#### [Entries provided]

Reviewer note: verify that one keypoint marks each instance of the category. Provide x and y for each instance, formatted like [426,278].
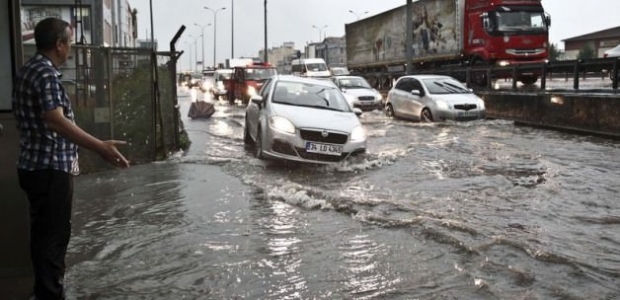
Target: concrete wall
[593,114]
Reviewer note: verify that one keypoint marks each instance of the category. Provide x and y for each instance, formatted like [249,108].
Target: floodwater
[475,210]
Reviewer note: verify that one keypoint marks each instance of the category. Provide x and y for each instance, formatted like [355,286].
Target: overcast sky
[302,21]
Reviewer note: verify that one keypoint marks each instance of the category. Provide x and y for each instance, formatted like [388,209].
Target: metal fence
[125,94]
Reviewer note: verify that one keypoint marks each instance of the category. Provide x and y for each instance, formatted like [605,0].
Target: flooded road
[476,210]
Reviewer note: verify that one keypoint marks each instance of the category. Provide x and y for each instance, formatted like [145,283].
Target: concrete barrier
[597,114]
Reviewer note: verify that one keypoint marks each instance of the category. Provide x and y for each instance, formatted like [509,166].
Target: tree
[586,52]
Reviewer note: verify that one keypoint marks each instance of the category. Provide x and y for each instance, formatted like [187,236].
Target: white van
[310,67]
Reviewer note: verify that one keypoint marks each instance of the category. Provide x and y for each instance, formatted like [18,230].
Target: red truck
[450,32]
[247,80]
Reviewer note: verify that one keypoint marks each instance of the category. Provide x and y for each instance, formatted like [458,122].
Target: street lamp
[232,29]
[195,51]
[358,15]
[203,41]
[215,28]
[320,29]
[189,56]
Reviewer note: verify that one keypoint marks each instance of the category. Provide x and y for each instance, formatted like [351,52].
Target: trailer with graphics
[450,33]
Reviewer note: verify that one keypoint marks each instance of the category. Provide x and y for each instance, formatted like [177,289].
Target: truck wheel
[527,80]
[479,77]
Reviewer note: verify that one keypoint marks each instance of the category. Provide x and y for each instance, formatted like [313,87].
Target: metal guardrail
[576,69]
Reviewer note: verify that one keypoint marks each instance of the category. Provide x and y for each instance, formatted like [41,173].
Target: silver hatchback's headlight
[358,134]
[281,124]
[251,91]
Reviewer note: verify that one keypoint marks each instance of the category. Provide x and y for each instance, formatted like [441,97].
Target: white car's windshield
[351,83]
[445,86]
[259,73]
[309,95]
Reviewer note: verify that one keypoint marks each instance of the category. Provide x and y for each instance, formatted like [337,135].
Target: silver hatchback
[359,93]
[303,119]
[433,98]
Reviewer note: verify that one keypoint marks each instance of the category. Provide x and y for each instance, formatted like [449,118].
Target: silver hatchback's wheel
[258,146]
[426,116]
[389,111]
[247,139]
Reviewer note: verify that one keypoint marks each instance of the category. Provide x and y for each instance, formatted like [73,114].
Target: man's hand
[110,153]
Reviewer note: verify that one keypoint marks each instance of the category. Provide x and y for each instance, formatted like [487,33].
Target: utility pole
[265,54]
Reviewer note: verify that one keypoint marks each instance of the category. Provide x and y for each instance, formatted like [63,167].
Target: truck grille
[317,136]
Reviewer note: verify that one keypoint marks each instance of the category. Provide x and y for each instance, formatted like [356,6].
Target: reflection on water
[476,210]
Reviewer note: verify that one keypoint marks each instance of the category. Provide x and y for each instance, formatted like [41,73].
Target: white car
[219,78]
[303,119]
[613,52]
[358,92]
[433,98]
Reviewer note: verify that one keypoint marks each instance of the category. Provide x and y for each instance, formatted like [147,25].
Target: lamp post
[320,29]
[189,63]
[232,29]
[215,29]
[202,28]
[358,15]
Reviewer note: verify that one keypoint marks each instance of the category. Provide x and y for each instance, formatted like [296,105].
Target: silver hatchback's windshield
[353,83]
[309,95]
[445,86]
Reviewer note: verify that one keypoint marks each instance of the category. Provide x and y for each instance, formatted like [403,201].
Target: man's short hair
[49,31]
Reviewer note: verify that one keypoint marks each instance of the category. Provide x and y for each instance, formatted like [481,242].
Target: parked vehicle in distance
[433,98]
[303,119]
[358,92]
[337,71]
[208,80]
[219,79]
[247,80]
[613,52]
[310,67]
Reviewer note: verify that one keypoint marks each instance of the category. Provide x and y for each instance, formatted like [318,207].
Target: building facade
[281,57]
[599,41]
[332,49]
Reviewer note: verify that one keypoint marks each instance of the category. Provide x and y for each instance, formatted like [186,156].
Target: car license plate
[468,114]
[323,148]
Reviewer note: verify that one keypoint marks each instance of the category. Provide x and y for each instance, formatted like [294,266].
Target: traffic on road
[481,209]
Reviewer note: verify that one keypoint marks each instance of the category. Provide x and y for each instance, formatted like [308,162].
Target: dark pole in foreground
[265,55]
[409,40]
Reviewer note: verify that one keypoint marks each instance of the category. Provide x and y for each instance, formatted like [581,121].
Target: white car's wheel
[258,146]
[389,111]
[247,138]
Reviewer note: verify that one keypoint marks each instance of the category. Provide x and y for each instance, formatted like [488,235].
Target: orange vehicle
[247,80]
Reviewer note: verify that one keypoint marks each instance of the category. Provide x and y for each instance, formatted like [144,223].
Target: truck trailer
[450,32]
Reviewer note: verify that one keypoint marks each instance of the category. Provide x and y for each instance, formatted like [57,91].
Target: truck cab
[247,80]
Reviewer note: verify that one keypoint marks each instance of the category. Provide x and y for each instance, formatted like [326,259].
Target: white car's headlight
[379,96]
[251,91]
[282,124]
[350,99]
[442,105]
[358,134]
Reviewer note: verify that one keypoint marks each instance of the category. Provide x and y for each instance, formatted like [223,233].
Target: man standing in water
[49,140]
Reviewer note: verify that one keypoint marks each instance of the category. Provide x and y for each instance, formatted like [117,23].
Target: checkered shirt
[38,89]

#### [Exercise requirements]
Copy out everything from the line that contains "formatted like [117,23]." down to the end of the rows, keeping each line as it is.

#### [Finished answer]
Reviewer note: verify that one keypoint marks each instance of the category. Provide x and y for each instance, formatted like [117,23].
Target: checkered shirt
[38,89]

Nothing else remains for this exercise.